# TASK PROMPT
Your answer must be the lines from the one containing "The component shall indicate one point per instance of the tree" through the last line of the records below, copied exactly, with the pictures left out.
==========
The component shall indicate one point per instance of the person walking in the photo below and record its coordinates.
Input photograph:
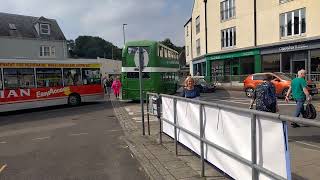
(189, 91)
(116, 86)
(299, 93)
(265, 96)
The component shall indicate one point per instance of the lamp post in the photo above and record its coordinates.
(124, 35)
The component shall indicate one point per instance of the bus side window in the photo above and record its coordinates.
(91, 76)
(18, 78)
(72, 77)
(49, 77)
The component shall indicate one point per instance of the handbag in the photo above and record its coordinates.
(310, 112)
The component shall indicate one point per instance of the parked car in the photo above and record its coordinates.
(204, 86)
(281, 81)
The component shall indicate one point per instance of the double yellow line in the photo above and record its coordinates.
(2, 168)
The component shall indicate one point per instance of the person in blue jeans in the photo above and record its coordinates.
(300, 94)
(189, 91)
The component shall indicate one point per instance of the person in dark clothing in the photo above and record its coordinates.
(265, 96)
(189, 91)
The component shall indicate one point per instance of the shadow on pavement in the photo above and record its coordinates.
(21, 116)
(297, 177)
(315, 139)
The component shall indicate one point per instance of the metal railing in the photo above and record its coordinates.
(256, 168)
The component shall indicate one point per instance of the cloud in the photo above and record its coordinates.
(146, 19)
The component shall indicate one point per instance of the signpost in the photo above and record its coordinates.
(141, 65)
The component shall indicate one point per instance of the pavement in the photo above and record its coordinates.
(304, 142)
(159, 160)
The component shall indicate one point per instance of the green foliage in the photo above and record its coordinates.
(93, 47)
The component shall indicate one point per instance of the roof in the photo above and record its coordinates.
(25, 27)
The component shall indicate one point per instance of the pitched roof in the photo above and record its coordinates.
(25, 27)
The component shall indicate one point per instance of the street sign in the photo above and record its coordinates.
(144, 58)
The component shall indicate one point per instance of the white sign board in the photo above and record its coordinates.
(232, 131)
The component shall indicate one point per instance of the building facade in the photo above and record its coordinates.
(254, 36)
(27, 37)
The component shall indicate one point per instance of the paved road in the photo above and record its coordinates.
(85, 142)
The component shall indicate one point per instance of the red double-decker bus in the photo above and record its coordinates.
(28, 84)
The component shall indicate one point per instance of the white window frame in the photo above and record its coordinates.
(47, 54)
(44, 26)
(292, 24)
(227, 10)
(230, 40)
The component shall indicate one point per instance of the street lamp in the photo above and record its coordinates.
(124, 35)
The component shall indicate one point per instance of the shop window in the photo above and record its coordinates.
(72, 77)
(91, 76)
(293, 23)
(286, 58)
(315, 62)
(247, 65)
(271, 63)
(49, 77)
(228, 37)
(227, 9)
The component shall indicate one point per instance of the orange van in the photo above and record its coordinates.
(280, 80)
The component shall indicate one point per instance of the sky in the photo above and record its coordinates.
(145, 19)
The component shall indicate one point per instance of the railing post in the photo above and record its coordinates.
(254, 146)
(148, 117)
(201, 142)
(175, 124)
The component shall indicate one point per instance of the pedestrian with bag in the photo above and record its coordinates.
(189, 91)
(299, 93)
(265, 96)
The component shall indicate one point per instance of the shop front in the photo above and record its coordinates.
(290, 58)
(234, 66)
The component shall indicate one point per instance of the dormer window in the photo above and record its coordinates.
(12, 27)
(44, 29)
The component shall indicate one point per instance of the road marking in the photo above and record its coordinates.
(314, 150)
(2, 168)
(307, 144)
(36, 129)
(109, 131)
(41, 138)
(127, 109)
(78, 134)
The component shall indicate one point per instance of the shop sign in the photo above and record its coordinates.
(233, 55)
(293, 47)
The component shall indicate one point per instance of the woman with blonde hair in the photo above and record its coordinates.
(189, 91)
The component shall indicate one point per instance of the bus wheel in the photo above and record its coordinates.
(74, 100)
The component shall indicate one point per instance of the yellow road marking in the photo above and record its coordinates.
(2, 168)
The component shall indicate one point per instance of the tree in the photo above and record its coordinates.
(93, 47)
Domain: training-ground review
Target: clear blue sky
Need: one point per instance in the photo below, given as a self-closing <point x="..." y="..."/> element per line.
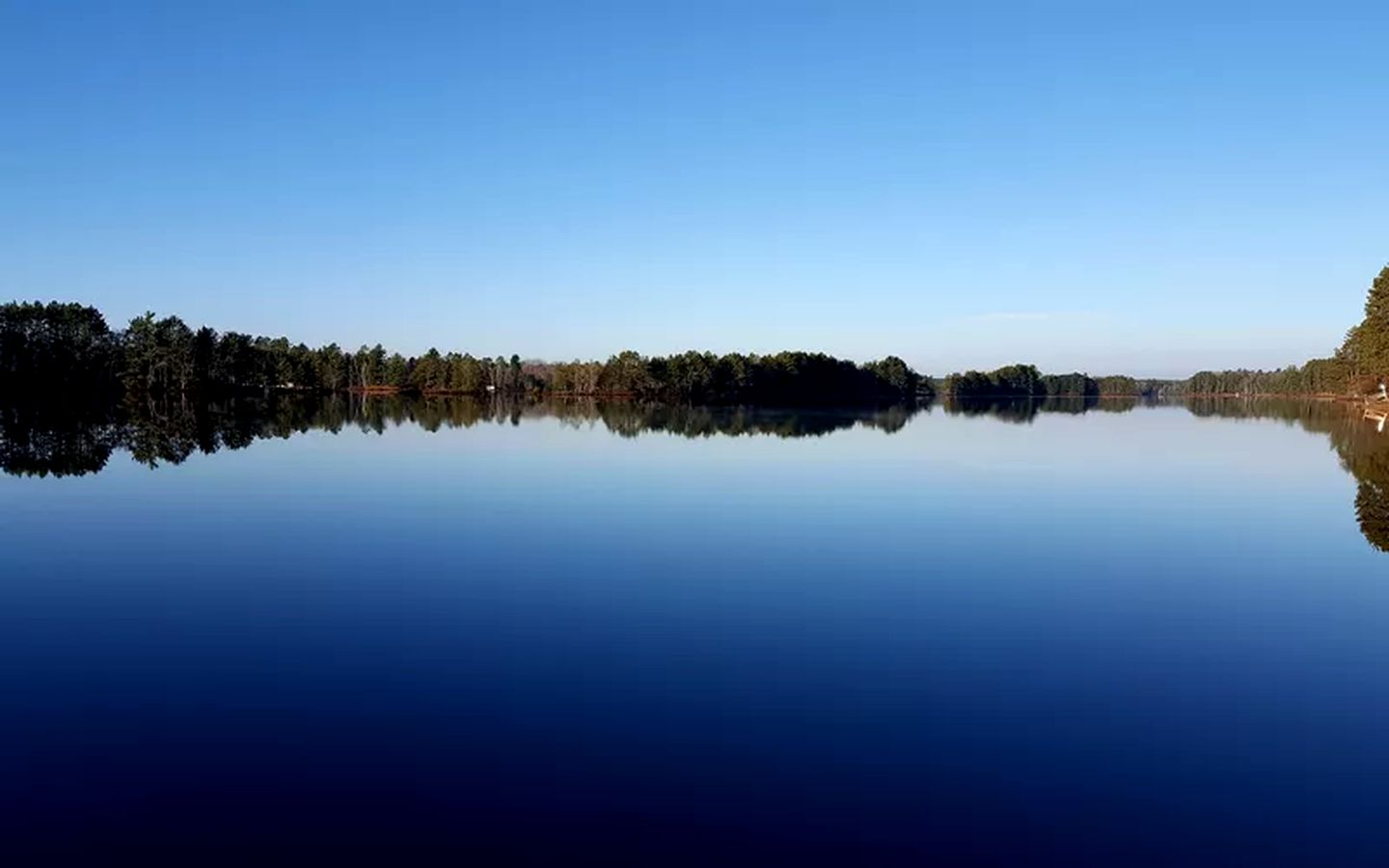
==========
# WRITTEN ANSWER
The component shall indicate one point per instance of the tree in the photo above and record its coordinates.
(93, 47)
Domain: training-ground review
Target: clear blue sky
Need: one point per instance in the photo below, given as a self-closing <point x="..." y="..."/> element per line.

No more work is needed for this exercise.